# PROBLEM REQUIREMENTS:
Filter the records for "below" and keep each line that has it.
** THE DATA follows **
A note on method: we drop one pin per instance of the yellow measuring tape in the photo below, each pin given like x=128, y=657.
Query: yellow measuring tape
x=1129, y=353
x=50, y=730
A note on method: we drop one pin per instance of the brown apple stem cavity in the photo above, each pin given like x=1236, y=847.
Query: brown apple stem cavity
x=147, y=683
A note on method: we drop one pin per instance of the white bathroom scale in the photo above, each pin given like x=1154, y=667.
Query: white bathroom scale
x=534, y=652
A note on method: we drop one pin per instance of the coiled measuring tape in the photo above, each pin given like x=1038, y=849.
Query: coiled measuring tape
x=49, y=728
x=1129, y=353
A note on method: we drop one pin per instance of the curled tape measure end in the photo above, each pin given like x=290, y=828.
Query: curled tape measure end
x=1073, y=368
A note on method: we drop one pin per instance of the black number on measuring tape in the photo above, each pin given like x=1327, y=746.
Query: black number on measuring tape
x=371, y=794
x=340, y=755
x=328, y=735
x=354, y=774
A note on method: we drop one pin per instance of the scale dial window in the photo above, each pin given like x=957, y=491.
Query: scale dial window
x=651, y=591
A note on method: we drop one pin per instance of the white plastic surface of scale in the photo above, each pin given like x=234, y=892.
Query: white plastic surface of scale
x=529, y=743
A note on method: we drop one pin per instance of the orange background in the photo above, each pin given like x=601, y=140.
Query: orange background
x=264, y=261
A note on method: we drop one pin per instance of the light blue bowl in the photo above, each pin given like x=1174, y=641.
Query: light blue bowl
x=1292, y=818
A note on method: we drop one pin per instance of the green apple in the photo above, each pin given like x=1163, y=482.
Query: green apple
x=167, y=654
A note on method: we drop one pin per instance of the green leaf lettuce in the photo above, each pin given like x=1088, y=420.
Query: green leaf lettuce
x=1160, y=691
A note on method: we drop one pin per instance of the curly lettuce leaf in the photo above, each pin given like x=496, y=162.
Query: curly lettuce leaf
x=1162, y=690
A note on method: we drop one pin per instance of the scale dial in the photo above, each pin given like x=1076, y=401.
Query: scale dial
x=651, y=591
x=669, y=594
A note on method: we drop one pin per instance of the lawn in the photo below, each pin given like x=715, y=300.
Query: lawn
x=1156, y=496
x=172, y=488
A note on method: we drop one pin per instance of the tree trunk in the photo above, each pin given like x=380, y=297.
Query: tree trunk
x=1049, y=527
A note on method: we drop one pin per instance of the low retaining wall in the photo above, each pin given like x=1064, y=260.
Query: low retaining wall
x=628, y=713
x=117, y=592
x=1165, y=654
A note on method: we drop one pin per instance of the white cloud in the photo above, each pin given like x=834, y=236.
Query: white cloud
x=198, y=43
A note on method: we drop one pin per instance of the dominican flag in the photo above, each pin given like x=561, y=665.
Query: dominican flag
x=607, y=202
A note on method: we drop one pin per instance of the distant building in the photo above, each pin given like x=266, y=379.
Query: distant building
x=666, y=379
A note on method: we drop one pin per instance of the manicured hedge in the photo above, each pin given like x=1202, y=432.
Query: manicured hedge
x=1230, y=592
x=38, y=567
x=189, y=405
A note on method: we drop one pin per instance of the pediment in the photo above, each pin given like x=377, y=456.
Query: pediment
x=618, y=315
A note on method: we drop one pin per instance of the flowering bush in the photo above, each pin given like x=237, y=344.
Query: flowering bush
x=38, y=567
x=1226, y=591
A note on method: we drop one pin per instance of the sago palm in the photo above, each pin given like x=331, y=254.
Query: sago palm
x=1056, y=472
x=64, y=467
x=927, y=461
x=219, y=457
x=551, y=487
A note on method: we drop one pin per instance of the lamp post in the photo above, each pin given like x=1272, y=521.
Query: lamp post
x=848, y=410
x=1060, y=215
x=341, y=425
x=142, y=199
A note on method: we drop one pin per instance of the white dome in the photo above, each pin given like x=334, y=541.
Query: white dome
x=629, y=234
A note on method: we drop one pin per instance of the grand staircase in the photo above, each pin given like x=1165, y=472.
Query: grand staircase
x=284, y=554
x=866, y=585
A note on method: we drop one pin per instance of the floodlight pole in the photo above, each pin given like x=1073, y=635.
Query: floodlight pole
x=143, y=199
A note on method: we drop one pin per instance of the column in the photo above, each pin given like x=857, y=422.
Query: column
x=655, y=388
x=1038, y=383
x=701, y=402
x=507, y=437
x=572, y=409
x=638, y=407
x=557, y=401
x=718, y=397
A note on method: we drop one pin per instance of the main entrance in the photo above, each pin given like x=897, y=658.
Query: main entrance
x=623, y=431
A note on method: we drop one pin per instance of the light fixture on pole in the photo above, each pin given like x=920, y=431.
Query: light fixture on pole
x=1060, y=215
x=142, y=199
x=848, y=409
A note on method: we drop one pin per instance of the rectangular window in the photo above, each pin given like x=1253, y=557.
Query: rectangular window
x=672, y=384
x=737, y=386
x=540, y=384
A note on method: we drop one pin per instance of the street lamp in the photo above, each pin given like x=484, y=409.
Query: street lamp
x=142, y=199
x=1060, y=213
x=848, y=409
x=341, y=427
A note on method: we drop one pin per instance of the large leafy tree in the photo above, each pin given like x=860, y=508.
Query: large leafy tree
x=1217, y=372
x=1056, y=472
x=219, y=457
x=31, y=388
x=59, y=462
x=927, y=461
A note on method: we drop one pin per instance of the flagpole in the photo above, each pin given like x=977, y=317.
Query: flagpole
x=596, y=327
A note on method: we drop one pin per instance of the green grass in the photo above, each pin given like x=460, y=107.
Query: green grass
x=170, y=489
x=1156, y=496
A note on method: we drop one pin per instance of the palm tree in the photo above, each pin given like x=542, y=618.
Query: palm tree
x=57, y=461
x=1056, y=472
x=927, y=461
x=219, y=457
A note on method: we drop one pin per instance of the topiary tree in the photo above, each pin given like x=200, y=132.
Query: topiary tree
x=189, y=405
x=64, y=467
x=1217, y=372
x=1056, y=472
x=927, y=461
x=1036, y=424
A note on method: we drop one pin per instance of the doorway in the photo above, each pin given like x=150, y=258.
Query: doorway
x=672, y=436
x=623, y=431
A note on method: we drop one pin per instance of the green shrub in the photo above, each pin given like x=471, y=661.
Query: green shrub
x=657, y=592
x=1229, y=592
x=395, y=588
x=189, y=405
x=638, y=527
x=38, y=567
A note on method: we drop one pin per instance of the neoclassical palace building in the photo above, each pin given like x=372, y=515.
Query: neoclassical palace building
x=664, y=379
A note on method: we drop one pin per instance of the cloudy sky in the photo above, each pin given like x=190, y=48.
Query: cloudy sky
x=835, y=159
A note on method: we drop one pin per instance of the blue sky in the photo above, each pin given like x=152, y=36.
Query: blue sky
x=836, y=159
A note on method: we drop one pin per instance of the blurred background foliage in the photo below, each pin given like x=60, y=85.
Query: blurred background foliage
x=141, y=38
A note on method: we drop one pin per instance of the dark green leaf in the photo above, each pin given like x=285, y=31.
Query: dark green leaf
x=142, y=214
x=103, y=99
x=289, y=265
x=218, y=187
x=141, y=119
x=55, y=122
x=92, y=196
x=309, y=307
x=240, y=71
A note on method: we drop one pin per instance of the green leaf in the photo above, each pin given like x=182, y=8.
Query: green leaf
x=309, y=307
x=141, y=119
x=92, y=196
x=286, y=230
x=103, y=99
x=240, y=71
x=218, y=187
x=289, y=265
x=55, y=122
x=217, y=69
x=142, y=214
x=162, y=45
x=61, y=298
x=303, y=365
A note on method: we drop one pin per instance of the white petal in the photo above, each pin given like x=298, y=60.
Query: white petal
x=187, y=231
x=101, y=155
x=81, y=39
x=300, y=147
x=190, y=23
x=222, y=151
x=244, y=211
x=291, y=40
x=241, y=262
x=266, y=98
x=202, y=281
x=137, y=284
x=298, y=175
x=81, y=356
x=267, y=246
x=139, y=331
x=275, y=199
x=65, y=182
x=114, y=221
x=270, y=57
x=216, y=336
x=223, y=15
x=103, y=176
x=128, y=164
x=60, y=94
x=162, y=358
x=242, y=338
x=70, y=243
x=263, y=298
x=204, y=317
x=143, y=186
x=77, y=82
** End of THE DATA **
# RESPONSE AREA:
A note on method: we drop one pin per instance of the yellow measuring tape in the photo below, each pin given like x=128, y=657.
A note on method: we drop one pin per instance of the lawn in the photo below, each pin given like x=715, y=300.
A note on method: we drop one pin per instance of the blurred background foliage in the photo below, each pin given like x=60, y=85.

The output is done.